** What is expected **
Each line from the one containing "Locate the brick" through the last line of the entries below is to be transcribed exactly. Nothing else belongs in the reply.
━━ Given entries ━━
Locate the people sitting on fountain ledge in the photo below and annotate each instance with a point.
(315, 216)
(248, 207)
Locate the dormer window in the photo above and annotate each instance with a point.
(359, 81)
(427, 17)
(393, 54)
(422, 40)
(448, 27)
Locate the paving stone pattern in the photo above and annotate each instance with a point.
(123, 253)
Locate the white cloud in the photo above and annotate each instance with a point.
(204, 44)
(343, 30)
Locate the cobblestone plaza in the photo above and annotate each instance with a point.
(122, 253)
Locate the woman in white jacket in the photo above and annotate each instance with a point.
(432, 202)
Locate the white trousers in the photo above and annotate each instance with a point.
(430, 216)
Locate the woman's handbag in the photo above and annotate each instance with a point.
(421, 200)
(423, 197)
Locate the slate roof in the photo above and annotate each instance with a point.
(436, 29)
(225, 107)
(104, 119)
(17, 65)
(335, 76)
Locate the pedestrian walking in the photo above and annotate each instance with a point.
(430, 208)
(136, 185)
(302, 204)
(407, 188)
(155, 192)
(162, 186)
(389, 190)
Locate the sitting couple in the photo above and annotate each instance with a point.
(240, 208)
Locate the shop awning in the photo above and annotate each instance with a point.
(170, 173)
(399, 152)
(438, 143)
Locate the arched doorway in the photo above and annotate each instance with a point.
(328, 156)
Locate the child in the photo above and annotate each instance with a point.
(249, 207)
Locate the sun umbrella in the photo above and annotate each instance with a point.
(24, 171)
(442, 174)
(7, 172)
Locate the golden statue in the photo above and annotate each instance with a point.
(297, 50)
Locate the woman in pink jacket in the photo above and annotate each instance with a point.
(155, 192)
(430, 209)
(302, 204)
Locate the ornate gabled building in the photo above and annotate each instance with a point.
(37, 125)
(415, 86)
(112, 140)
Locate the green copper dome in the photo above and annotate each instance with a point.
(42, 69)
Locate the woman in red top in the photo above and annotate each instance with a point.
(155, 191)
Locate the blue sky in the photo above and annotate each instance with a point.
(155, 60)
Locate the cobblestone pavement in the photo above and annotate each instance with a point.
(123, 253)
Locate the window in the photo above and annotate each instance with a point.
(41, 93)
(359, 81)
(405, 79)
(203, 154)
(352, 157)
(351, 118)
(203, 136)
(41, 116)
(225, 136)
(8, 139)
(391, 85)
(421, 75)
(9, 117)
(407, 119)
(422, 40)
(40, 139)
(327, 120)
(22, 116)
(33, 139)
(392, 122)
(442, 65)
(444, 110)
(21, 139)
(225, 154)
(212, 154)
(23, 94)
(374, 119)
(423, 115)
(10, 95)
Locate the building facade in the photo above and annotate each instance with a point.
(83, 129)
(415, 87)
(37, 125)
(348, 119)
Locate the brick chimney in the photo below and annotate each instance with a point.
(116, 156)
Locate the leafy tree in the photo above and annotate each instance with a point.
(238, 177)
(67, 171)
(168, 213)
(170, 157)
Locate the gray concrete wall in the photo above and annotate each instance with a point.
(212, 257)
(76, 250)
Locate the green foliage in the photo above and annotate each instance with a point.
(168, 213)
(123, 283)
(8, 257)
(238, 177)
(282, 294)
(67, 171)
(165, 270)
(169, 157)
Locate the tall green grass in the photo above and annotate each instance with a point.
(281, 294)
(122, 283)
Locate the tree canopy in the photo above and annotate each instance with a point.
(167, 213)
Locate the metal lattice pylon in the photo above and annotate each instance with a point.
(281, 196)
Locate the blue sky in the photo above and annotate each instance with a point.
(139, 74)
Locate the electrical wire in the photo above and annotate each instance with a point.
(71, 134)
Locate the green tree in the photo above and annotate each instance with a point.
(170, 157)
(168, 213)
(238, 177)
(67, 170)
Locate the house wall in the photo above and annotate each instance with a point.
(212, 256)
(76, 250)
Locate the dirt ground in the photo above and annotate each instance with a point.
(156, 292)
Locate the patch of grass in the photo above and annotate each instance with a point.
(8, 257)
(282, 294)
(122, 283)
━━━
** Output for this exercise **
Locate the brick chimney in the photo below and annotate each instance with a point.
(116, 156)
Locate the leafy tree in the photo above and annotate each instance with a point.
(238, 177)
(67, 171)
(168, 213)
(170, 157)
Locate the gray concrete wall in the photo above and annotate each instance with a point.
(212, 257)
(76, 250)
Locate the green foliage in the photo above and annotate each instance with a point.
(168, 213)
(123, 283)
(8, 257)
(238, 177)
(282, 294)
(67, 171)
(165, 270)
(169, 157)
Locate the tall green grass in the photo above and annotate each instance with a point.
(281, 294)
(122, 283)
Locate the tree canopy in the photo above and annotate each instance with a point.
(167, 213)
Locate the metal lattice pylon in the photo above and annotate each instance with a point.
(281, 196)
Locate the blue sky in the photo above and annotate each instance with a point.
(139, 74)
Locate the electrical wire in the photo above and annotate each instance with a point.
(71, 134)
Locate the green tree in the photo above and annotate each instance with a point.
(170, 157)
(168, 213)
(238, 177)
(67, 170)
Locate the house wall in the photo above and annotate each instance with a point.
(212, 256)
(76, 250)
Locate the dirt ground in the photo above and annotate each instance with a point.
(156, 292)
Locate the patch of grass in the photo above and annotate each instance with a point.
(8, 257)
(282, 294)
(122, 283)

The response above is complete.